_Exercise requirements_
Show each line below that includes the word "green".

Records of labeled boxes:
::::

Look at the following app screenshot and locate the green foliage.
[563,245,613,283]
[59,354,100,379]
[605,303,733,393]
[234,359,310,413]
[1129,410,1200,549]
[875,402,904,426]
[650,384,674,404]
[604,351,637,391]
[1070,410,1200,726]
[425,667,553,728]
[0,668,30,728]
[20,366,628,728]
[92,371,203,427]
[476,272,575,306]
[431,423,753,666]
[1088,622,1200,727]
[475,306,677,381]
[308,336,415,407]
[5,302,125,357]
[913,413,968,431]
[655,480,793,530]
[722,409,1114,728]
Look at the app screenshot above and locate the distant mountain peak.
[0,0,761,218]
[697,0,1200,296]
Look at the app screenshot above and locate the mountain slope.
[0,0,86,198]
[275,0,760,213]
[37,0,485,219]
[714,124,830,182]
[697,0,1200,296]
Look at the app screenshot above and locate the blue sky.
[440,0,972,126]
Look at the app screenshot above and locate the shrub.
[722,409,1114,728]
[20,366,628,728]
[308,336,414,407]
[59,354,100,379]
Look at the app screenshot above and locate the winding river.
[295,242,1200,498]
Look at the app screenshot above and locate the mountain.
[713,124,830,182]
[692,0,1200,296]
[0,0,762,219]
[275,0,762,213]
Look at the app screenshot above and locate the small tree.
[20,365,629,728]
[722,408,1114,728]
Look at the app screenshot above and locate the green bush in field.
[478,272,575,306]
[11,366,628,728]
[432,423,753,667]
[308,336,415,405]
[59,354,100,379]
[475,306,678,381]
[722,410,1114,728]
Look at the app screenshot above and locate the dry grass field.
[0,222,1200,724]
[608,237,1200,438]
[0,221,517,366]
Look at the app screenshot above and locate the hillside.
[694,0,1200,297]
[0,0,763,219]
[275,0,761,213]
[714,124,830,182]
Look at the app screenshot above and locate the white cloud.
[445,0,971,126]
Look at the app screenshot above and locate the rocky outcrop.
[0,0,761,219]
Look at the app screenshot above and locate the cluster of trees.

::::

_Written response_
Look at the following app screenshot and locate the green foliage.
Look at the app screenshot above and locate the green bush in field.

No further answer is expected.